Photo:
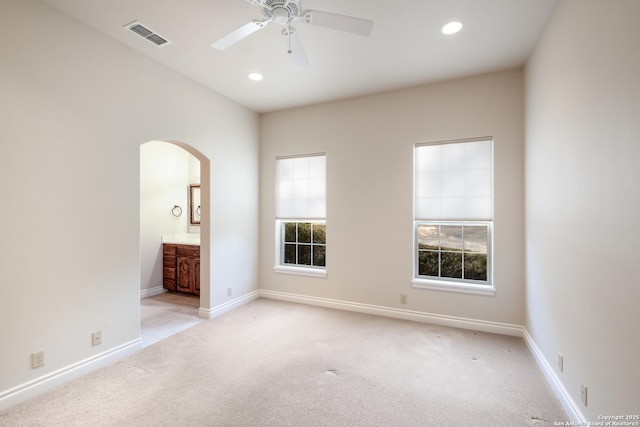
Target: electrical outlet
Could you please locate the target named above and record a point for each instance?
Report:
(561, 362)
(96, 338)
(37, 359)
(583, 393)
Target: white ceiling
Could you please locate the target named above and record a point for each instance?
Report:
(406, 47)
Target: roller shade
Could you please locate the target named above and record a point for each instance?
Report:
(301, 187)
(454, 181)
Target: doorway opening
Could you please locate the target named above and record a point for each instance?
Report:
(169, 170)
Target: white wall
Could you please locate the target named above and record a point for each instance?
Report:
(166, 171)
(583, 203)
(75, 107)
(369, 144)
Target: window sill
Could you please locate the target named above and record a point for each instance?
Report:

___

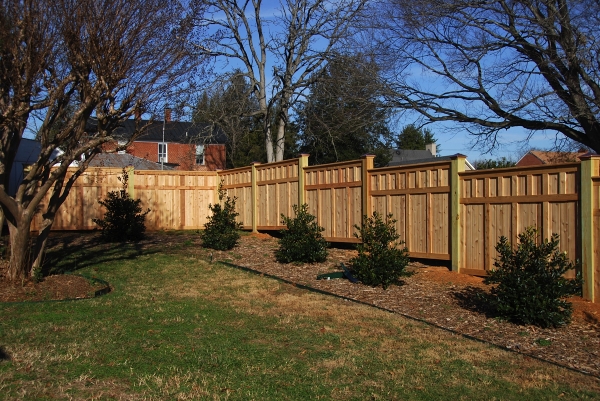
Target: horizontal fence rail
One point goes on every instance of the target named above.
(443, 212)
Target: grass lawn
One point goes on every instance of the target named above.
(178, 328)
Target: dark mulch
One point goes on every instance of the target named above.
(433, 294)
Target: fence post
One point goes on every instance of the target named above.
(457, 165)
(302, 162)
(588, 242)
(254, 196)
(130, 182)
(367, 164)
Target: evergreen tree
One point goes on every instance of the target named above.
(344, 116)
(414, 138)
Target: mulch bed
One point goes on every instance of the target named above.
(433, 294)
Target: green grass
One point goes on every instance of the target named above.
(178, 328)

___

§ **YOUR INSTRUCTIONS**: Where a line of the listing holds the string "white", copy that line.

§ **ANSWER FOR THIS EXERCISE**:
Target: white ceiling
Target: white wall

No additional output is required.